## Do this:
Copy the rows from the first one through the line containing "left=52, top=0, right=640, bottom=183", substituting "most recent frame" for every "latest snapshot" and keeping everything else the same.

## Data for this task:
>> BEGIN

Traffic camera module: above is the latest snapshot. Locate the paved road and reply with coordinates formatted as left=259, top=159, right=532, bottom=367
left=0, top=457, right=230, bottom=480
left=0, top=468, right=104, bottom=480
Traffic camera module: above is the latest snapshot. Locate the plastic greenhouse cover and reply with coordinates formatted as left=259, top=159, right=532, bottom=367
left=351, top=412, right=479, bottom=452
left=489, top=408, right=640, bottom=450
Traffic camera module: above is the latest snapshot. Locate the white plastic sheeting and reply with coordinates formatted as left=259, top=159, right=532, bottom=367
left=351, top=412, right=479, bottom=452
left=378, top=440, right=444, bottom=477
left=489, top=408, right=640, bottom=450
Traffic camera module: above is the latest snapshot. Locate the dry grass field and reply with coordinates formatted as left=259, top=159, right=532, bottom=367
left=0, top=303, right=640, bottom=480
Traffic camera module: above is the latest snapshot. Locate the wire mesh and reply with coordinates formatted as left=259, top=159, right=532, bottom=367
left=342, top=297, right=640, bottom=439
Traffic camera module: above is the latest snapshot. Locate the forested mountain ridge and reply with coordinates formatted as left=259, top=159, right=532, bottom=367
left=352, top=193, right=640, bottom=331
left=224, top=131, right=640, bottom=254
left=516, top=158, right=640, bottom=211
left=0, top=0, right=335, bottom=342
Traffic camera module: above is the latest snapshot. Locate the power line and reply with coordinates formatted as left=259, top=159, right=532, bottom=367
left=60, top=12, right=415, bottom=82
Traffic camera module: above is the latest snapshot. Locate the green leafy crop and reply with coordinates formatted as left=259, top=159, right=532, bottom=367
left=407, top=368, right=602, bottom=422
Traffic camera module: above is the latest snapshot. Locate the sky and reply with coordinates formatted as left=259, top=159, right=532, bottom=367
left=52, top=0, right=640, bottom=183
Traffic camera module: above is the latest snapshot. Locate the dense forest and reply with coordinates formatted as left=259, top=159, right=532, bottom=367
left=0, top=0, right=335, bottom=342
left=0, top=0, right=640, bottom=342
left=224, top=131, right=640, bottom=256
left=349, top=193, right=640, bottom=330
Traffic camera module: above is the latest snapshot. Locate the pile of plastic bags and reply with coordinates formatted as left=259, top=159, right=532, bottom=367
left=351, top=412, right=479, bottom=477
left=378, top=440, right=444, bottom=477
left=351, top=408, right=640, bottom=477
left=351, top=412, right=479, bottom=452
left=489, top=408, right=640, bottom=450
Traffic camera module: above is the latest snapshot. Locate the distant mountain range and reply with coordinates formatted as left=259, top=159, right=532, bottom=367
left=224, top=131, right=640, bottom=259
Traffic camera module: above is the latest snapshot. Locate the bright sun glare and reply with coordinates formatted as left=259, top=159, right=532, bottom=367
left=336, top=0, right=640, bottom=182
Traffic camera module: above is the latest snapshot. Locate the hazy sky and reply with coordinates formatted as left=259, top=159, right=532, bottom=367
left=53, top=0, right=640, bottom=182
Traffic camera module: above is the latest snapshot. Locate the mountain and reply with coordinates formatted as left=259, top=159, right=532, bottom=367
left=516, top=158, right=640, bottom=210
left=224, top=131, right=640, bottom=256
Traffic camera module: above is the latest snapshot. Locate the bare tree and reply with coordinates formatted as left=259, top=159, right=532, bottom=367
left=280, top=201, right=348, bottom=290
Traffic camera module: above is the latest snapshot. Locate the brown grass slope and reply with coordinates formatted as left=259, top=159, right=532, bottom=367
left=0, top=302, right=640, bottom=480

>> END

## Solution to this problem:
Traffic camera module: above is the most recent frame. Locate the paved road and reply with coordinates formatted as left=259, top=159, right=532, bottom=367
left=0, top=457, right=230, bottom=480
left=0, top=468, right=104, bottom=480
Traffic camera module: above is the most recent frame. Locate the plastic greenhouse cover and reply with coordinates formatted as left=259, top=159, right=532, bottom=367
left=351, top=412, right=479, bottom=452
left=489, top=408, right=640, bottom=450
Traffic camera module: above is the most recent frame. Locate the white plastic sheeting and reply with coordinates formatted as left=259, top=159, right=532, bottom=367
left=351, top=412, right=479, bottom=452
left=378, top=440, right=444, bottom=477
left=489, top=408, right=640, bottom=450
Traffic camera module: above is the most recent frame. Locate the dry grass field and reply with coordinates formatted as left=259, top=159, right=532, bottom=367
left=0, top=303, right=640, bottom=480
Traffic camera module: above is the most recent frame. Locate the wire mesh and reply with coordinates formatted as left=259, top=159, right=532, bottom=367
left=342, top=297, right=640, bottom=439
Traffic camera module: above is the most recent frame. Locate the forested mountain ridge and reply with coordinates formatted as left=259, top=159, right=532, bottom=367
left=352, top=193, right=640, bottom=331
left=224, top=131, right=640, bottom=254
left=516, top=158, right=640, bottom=211
left=0, top=0, right=335, bottom=342
Traffic camera module: above is the most recent frame. Locate the power line and reply with coordinates formatted as left=259, top=159, right=532, bottom=367
left=60, top=12, right=415, bottom=82
Traffic camera module: above is the most recent frame. Locate the green leafy crop and reply with coordinates formatted as left=259, top=159, right=532, bottom=367
left=407, top=368, right=602, bottom=422
Traffic camera module: above is the most recent frame. Locate the sky and reply with coordinates formatted as left=259, top=159, right=532, bottom=367
left=52, top=0, right=640, bottom=183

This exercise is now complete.